PARTS OF THE EXERCISE
a: Using the article about Kyle Rogers, answer these questions:
(i) How long was Kyle on the transplant list?
(ii) How much did Kyle weigh when he was hospitalized?
(iii) Who came with presents when the Make A Wish Foundation visited Kyle?
b: Retype the stretch of the article about Kyle Rogers from "By Magen McCrarey" through "becoming sick again.".
c: For each statement, say whether the article about Kyle Rogers supports it, and quote the words that decide it.
(i) Kyle returned home from Vanderbilt Heart in Nashville after receiving a new heart.
(ii) The Beads of Courage program charges hospitals for its materials.
(iii) Kyle has had two open heart surgeries.

[[ SELECTED EXCERPT, beginning ]]

By Magen McCrarey
LAUREL COUNTY, Ky. —
Sara Walden wants her son to be able to act like “a normal kid,” to run and jump and play on the playground outside, but she’s overwhelmed with fears of him becoming sick again.
On Wednesday, Feb. 13, 4-year-old Kyle Rogers returned home from Vanderbilt Heart in Nashville, Tenn., after receiving a new heart. Kyle was on the transplant list for seven months.
Shortly after birth, Kyle went into cardiac arrest and had heart failure. It was a mother’s worst nightmare, Walden said. In the space of three years, he has had four open heart surgeries and two pacemakers.
“They said his last option was a heart transplant,” Walden said.
About two months later, he was hospitalized. Kyle was a mere 26 pounds and very weak.
“My heart felt bad,” he said.
Kyle was confined to his hospital unit, and anyone that came in contact with him would have to sanitize themselves.
Walden sat by his side through every surgery, every needle poke from a nurse and every temper tantrum from exhaustion.
To make the time pass, Kyle strung a length of glass beads. Known as the Beads of Courage, which provides the materials to hospitals at no cost, the program gives children coping with serious illnesses, such as cancer, a fun activity that also symbolizes their journey to wellness. Each one represented his days of courage in the hospital and his surgeries.
The Make A Wish Foundation also paid Kyle a visit in September. Spiderman came, bearing lots of presents. He was delighted with the surprise, Walden said, but he began facing a hard reality when other children in the hospital, while also waiting for a transplant, passed away.
“While we were there, three of his friends passed away. One was seven, one was two, and the 7-year-old he was very close to,” she said.

[[ SELECTED EXCERPT, end ]]
[[ INFORMATION GIVEN, beginning ]]

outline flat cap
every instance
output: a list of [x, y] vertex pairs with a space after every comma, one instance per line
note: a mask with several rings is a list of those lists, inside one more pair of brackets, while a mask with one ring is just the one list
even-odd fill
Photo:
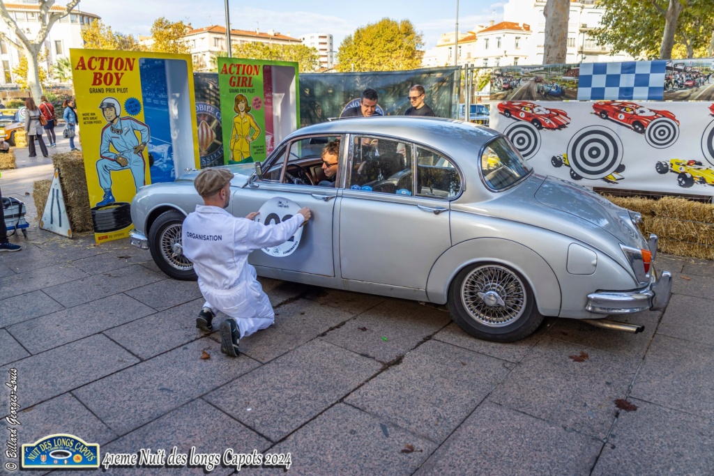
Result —
[[198, 173], [193, 181], [193, 186], [198, 195], [208, 197], [226, 186], [233, 177], [233, 173], [227, 168], [210, 167]]

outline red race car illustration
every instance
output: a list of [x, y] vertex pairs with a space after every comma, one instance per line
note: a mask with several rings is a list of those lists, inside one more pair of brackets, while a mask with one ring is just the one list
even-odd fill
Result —
[[668, 111], [648, 109], [636, 103], [613, 101], [593, 104], [593, 108], [600, 117], [631, 127], [635, 132], [643, 133], [650, 123], [660, 118], [670, 119], [679, 126], [679, 121]]
[[504, 101], [499, 103], [498, 108], [503, 116], [530, 122], [538, 129], [560, 129], [570, 123], [565, 111], [548, 109], [527, 101]]

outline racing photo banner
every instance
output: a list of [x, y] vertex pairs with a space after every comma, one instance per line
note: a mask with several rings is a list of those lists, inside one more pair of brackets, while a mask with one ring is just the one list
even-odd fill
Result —
[[199, 166], [191, 56], [71, 49], [70, 58], [95, 240], [124, 238], [139, 187]]
[[298, 64], [218, 58], [225, 163], [263, 161], [298, 128]]
[[543, 175], [590, 187], [714, 196], [714, 103], [491, 103], [491, 127]]

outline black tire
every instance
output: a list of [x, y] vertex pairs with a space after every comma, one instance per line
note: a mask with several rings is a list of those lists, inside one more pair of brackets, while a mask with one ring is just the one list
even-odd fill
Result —
[[655, 169], [657, 170], [658, 173], [665, 174], [669, 172], [669, 164], [661, 161], [655, 164]]
[[182, 281], [197, 279], [193, 263], [183, 255], [181, 238], [183, 214], [176, 210], [159, 216], [149, 231], [149, 249], [159, 268], [170, 278]]
[[98, 233], [122, 230], [131, 225], [131, 204], [115, 202], [91, 208], [91, 221]]
[[494, 263], [461, 270], [449, 287], [448, 305], [459, 327], [484, 340], [520, 340], [543, 320], [528, 282], [508, 266]]
[[694, 185], [694, 177], [689, 172], [681, 172], [677, 176], [677, 184], [680, 187], [689, 188]]

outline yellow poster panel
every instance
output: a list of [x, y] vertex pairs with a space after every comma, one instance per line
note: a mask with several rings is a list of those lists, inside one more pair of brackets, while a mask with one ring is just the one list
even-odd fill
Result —
[[139, 188], [198, 168], [190, 55], [71, 49], [97, 243], [128, 236]]

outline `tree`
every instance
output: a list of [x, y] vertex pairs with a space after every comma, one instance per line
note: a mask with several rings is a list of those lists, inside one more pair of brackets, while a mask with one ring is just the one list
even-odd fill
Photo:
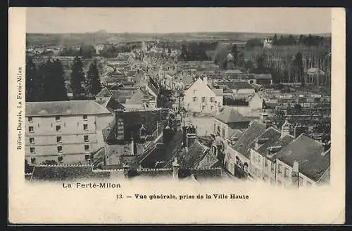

[[ INFORMATION GIVEN, end ]]

PER-TASK OUTPUTS
a:
(i) Seven months.
(ii) 26 pounds.
(iii) Spiderman.

b:
By Magen McCrarey
LAUREL COUNTY, Ky. —
Sara Walden wants her son to be able to act like “a normal kid,” to run and jump and play on the playground outside, but she’s overwhelmed with fears of him becoming sick again.

c:
(i) Yes: "returned home from Vanderbilt Heart in Nashville, Tenn., after receiving a new heart"
(ii) No: "provides the materials to hospitals at no cost"
(iii) No: "he has had four open heart surgeries and two pacemakers"